**文書抜粋:**
┄┄┄┄┄┄┄┄┄┄┄┄┄┄┄┄┄┄┄┄

【2002年記録】北欧紀行~北極圏・ラップランドへの旅/ルーレオ(ガンメルスタード聖堂村)
ガンメルスタード聖堂村(教会村とも言う)行きのバスは、ツーリストインフォのあるメインストリートから出ています。
バス停の場所も、降りるとこも、インフォのおねーさんが教えてくれます。
でもね…
オレはそん時、重大なミスを犯しておりました。バス停の名前をつづりで聞いておかなかったのです。
そう! スウェーデン語って英語じゃないんスよ。「イェリバーレ」だって、つづりは「Gällivare」でしょ。読み方によっちゃ、「ギェリバーレ」とも読めるじゃーないですか。(事実、そうも聞こえる。)
バスの路線地図 ←持ち運びしててちょいとボロくなってしまったんですが、これがガンメルスタード聖堂村行き9番バスの路線図。

下のほうの、オレンジ色の丸が、スタート地点の”セントラム”ね。
途中で道が2つに別れてるでしょ。なんかイヤな予感したんスよ…右まわりのバスと左まわりのバスがあるのです…。
んで、目的地、「ガンメルスタード教会前」にあるバス停は、緑で矢印している地点。
つまり、右回りのバスに乗らなくてはなりません。

┄┄┄┄┄┄┄┄┄┄┄┄┄┄┄┄┄┄┄┄

**データ項目:**
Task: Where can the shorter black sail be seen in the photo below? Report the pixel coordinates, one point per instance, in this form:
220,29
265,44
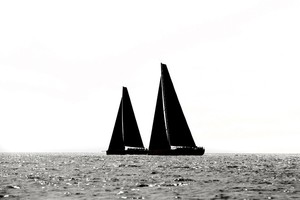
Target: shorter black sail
116,142
159,140
126,132
132,137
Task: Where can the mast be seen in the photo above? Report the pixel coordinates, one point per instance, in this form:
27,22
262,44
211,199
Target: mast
178,130
159,140
132,137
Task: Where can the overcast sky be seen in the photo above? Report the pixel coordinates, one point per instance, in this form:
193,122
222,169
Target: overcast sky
235,66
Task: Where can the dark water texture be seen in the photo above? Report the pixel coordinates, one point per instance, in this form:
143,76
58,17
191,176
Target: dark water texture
97,176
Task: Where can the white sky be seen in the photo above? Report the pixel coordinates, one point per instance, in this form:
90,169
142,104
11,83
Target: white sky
235,66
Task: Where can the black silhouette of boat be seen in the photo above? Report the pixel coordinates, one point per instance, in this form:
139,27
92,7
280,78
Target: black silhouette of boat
170,132
126,138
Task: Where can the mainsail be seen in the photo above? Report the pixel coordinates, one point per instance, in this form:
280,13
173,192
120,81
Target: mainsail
178,130
159,138
169,125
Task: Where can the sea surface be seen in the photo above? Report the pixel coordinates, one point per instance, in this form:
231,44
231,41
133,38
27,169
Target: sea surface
97,176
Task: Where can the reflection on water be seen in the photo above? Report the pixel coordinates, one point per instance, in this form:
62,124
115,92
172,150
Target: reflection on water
97,176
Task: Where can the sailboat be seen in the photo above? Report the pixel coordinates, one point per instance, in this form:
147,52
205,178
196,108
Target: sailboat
126,138
170,133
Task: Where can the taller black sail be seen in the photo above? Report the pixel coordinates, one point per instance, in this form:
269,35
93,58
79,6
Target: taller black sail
116,142
131,133
159,140
178,130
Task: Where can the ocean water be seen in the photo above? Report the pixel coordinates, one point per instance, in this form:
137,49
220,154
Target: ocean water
97,176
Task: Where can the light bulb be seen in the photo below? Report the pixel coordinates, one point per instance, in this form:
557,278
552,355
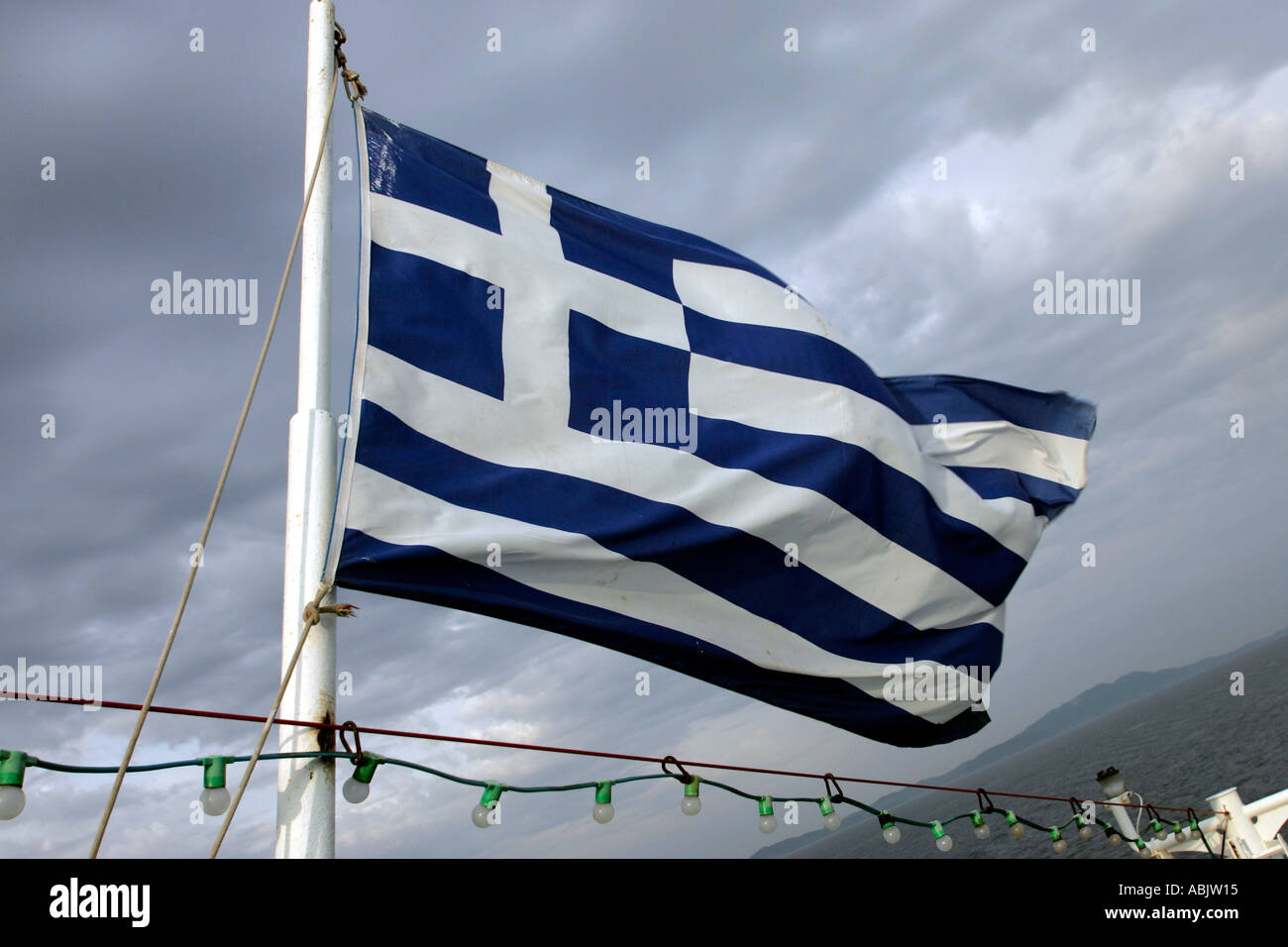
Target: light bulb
482,813
1017,826
215,800
768,822
943,841
12,801
356,791
980,825
691,804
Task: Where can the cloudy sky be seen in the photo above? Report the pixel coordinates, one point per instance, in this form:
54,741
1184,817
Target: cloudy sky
818,163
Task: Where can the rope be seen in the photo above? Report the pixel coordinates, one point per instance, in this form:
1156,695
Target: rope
597,754
214,501
312,616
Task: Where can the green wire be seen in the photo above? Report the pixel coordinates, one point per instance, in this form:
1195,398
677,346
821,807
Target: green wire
484,784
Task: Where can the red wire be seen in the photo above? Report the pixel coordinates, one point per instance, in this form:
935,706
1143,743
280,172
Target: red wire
600,754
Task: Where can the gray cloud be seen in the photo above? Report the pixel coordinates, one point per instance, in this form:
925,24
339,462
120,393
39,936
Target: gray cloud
815,163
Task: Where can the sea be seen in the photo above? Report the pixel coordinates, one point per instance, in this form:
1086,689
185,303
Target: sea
1175,748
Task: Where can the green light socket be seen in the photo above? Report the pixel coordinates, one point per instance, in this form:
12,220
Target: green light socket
366,768
13,764
214,771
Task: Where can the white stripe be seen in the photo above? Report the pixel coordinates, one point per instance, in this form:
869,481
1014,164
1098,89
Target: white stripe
1008,446
535,328
831,540
578,569
794,405
737,295
502,262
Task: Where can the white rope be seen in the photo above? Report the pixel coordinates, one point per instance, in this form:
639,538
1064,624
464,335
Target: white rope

┄┄┄┄┄┄┄┄┄┄┄┄┄┄┄┄┄┄┄┄

**課題内容:** ガンメルスタード聖堂村の旅行記のうち、「バスの路線地図 ←持ち運びし」から「んで、目的地、「ガンメルスタード教会前」にあるバス停は、緑で矢印している地点。」までを、両端の語句も含めて一字一句違えずに書き写してください。 資料は本課題では用いません。

**完成課題:**
バスの路線地図 ←持ち運びしててちょいとボロくなってしまったんですが、これがガンメルスタード聖堂村行き9番バスの路線図。

下のほうの、オレンジ色の丸が、スタート地点の”セントラム”ね。
途中で道が2つに別れてるでしょ。なんかイヤな予感したんスよ…右まわりのバスと左まわりのバスがあるのです…。
んで、目的地、「ガンメルスタード教会前」にあるバス停は、緑で矢印している地点。